• [Extract provided]
════
Thanks, Shakeel. Moving on to our sustainability metrics. This is Page 11 on the deck. Ladies and gentlemen, we are on phase of continuous improvement on our sustainability journey. Aside from planning projects towards sustainable growth, we continuously monitoring our day-to-day operations and the impact on our sustainability pillars. Starting with a review on the economy pillar, focusing on our business operations.
On the operations and commercial front, we have spoken of low utilization for the first half of the year due to the turnaround and maintenance activities, which has resulted in lower production volume and subsequently lower sales volume. In a similar trend with last quarter, with lower production volume, our environment pillar, where we measure and monitor our impact to the environment, was negatively impacted.
Against both the corresponding and preceding quarter, our energy intensity was higher at 18.11 gigajoules per ton of production, as we recorded lower production volume. Similarly, at 3.47 million tons of CO₂ equivalent emitted, our first half of 2022 GHG emissions was a touch higher against 2021. Subsequently, because of the lower volume, GHG intensity also increased in first half of 2022 as compared to the same period last year.
At 74% recycling rate, it is better than the first half 2021, with a higher amount of waste sent for recovery post the turnaround activities that we did. Our target for the year-end is to hit 80% recycling rate. We have put in extra efforts to increase our recycling rate in order to meet the target by the said timeline.
On our social risk programs, which we have recently commenced, and we will then have a better reach in our next engagement and a better color. On governance, social risk assessments target for 2022 is to close the gaps identified in the previous assessment. To date, we have closed 36% of those identified gaps.
All that I have shared are part of our net zero carbon emissions roadmap, and key in our commitment towards creating positive economic, environmental, and social impact, and lowering our carbon footprint. Our immediate commitment for 20% of emission reduction by 2030 remains on track with continuous tracking and upgrade at our manufacturing units. There will be more to share on this in near future, so bear with us, and we will continue to share our progress with you.
════
• [Provided information]
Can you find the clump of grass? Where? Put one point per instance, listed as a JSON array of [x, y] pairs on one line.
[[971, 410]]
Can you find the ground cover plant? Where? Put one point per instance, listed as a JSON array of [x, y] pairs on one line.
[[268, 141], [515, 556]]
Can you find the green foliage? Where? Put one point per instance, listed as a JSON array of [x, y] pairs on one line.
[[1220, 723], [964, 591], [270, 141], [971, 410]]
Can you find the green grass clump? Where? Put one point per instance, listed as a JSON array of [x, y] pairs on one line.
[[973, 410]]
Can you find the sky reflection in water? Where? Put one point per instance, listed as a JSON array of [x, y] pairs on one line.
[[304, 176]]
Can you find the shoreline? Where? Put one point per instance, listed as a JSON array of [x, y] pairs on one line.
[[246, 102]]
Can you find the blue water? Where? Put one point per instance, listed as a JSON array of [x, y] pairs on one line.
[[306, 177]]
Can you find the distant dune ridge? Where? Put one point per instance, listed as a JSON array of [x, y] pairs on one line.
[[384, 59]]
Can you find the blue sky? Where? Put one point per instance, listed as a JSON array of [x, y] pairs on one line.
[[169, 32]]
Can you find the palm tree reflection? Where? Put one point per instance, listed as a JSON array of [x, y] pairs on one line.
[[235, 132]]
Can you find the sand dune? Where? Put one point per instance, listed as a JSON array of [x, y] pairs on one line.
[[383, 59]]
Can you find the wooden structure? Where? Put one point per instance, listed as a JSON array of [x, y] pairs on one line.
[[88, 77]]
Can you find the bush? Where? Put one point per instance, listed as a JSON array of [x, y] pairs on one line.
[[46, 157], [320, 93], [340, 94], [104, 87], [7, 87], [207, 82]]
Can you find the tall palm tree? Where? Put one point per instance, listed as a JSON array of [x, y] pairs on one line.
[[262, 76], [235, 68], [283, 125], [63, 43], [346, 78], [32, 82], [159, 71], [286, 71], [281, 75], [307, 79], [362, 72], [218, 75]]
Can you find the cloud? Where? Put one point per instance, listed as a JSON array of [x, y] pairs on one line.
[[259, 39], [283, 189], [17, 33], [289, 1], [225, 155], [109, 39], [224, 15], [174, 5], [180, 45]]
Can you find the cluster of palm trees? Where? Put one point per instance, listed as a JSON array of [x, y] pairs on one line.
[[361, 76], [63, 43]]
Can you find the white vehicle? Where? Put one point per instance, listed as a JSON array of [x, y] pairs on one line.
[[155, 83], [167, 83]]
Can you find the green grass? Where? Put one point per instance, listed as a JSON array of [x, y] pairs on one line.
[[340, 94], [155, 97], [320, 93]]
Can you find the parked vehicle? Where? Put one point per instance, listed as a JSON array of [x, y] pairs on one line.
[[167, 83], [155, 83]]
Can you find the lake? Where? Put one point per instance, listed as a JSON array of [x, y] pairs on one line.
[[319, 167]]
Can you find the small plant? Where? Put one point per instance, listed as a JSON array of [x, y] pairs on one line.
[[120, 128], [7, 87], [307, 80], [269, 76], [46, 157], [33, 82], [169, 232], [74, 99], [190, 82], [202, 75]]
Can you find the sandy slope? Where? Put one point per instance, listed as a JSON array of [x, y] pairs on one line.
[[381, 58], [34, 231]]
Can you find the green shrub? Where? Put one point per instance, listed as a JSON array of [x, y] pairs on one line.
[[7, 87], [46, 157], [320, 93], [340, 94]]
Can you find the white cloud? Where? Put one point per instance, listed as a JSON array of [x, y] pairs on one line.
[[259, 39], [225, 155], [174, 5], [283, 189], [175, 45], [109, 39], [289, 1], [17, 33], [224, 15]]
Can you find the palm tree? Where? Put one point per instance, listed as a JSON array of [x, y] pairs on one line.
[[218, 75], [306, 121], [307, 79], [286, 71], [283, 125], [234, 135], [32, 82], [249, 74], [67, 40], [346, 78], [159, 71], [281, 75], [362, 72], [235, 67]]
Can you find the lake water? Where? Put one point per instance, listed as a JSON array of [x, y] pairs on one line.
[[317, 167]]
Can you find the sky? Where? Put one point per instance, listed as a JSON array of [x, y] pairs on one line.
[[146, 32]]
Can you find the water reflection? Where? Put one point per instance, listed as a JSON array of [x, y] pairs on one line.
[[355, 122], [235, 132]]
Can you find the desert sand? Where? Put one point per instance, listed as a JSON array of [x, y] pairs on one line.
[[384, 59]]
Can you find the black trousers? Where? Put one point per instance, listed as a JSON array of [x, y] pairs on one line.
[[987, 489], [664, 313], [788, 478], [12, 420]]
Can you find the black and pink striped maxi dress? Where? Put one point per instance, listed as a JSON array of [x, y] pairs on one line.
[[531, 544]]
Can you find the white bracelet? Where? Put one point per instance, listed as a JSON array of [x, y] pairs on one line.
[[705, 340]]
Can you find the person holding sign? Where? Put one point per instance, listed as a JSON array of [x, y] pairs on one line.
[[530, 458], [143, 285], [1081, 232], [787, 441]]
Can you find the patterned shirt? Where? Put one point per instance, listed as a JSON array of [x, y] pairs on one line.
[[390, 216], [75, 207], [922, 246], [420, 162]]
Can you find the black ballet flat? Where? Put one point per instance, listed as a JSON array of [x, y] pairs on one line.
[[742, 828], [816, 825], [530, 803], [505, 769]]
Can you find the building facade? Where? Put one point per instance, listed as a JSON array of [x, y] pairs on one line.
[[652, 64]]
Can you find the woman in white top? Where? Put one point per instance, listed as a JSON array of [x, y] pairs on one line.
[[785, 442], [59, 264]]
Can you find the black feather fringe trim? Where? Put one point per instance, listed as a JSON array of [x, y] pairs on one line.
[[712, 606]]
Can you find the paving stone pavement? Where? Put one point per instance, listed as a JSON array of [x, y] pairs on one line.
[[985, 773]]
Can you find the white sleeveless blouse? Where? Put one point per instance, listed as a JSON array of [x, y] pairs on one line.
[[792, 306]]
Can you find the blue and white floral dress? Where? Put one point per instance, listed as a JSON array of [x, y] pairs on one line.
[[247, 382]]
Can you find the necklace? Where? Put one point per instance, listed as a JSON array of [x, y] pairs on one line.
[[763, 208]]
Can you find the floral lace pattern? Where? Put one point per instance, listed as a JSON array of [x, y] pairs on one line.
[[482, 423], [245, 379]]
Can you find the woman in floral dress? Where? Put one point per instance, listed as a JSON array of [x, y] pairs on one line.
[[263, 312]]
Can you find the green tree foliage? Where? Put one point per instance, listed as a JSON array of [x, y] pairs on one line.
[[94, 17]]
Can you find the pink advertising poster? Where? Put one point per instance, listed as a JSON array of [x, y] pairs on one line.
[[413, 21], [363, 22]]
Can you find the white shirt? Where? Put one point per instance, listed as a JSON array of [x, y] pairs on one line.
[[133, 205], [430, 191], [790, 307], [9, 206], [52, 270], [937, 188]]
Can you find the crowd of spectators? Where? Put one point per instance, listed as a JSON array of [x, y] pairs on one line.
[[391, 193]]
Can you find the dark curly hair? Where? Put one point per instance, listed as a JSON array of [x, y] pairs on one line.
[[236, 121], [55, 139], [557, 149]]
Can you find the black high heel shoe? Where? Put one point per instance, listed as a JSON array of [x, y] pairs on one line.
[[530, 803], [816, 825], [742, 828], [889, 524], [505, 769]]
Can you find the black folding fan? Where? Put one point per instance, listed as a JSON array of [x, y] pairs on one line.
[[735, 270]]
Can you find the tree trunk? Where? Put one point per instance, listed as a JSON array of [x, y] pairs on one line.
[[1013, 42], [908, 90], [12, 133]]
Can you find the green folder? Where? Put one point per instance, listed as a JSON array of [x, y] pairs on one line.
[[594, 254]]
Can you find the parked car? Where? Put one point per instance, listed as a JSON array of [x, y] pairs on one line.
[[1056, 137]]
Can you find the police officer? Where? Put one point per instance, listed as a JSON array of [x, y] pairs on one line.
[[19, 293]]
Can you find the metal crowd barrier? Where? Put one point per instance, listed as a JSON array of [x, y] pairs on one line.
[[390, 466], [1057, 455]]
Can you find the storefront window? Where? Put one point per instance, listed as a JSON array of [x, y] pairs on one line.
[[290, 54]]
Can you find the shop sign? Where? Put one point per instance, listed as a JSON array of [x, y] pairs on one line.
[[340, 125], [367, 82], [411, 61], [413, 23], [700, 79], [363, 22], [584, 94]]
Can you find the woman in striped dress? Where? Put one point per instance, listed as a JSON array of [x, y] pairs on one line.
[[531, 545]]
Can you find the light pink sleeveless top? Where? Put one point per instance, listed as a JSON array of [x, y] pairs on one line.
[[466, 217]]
════
• [Exercise directions] Please extend the sustainability-metrics remarks past their last sentence. The records were taken from a separate source.

• [Output for this task]
Ladies and gentlemen, before I end the presentation, a brief recap of our 2022 focus areas and our expectation for the rest of 2022. On growth delivery, the Pengerang integrated complex commissioning activities have progressed very well since May, and the startup of petrochemical facilities have commenced in phases since July. All these have been progressing well and as planned.
On our extended value chain project, namely nitrile butadiene latex plant in Pengerang and the specialty ethoxylates and polyol plants in Kerteh, they are also progressing well ahead of schedule. On the proposed acquisition of Perstorp Holding AB, we are currently sorting out the merger filings.
I expect to complete the transaction in early quarter four. Next, looking at the business environment, concerns are rising, seeing the slower economic growth and fears of recession amidst rising inflationary pressure. Uncertainty remains as there seems to be no resolutions as yet on the Russia-Ukraine war. Crude, though, is seeing some stability, but the price may be weakened on slower economic growth and weaker global oil demand, combined with increasing supply from Libya and OPEC.
Given the weaker outlook, it is crucial that we continue to manage our operations to minimize the risk under our control, optimize our manufacturing assets, and continue to maximize the value of our sales. On the operation front, as we have stated before, we have completed all our planned turnaround in both O&D and F&M segment with no major HSE incidents.
We will continue driving the operations on all our plants. We will continue with our strict HSE culture to continuously ensure the health and safety of our employees and contractors to ensure that uninterrupted operations will continue while observing strict COVID-19 SOP at all our premises and during all activities. With regards to our net zero carbon aspirations, the team continues to monitor ways to cut back our impact to the environment with new technologies and options that can be implemented at our facilities that will bring the best values. That brings me to the end of our presentation. Let's open the floor for question and answer.
Thank you, Yusri . Crystal, over to you to open the line for questions.
Thank you. As a reminder, to ask a question, please press star one one. Again, to ask a question from the phone line, please press star one one. Please stand by while we compile the Q&A roster. Our first question comes from Piyanan Panichkul from UBS. Your line is now open.
Hi. Thanks for the opportunity. Actually, I want to ask three questions, please, and most of them are the outlook question. On the PIC commercial operation, it's good to hear that you know the startup is coming along on target. When will you start commercial operation, meaning you would book revenue and depreciation of the project?
When should we expect that? Secondly, I want to ask about utility costs. What have you experienced in terms of utility price in 2022 so far? Do you see this change in the second half and in 2023 at all? What should we expect in terms of utility cost inflation? Finally, in terms of Perstorp profitability, could you maybe elaborate a bit more about the sensitivity of Perstorp profit to European gas price? Thank you.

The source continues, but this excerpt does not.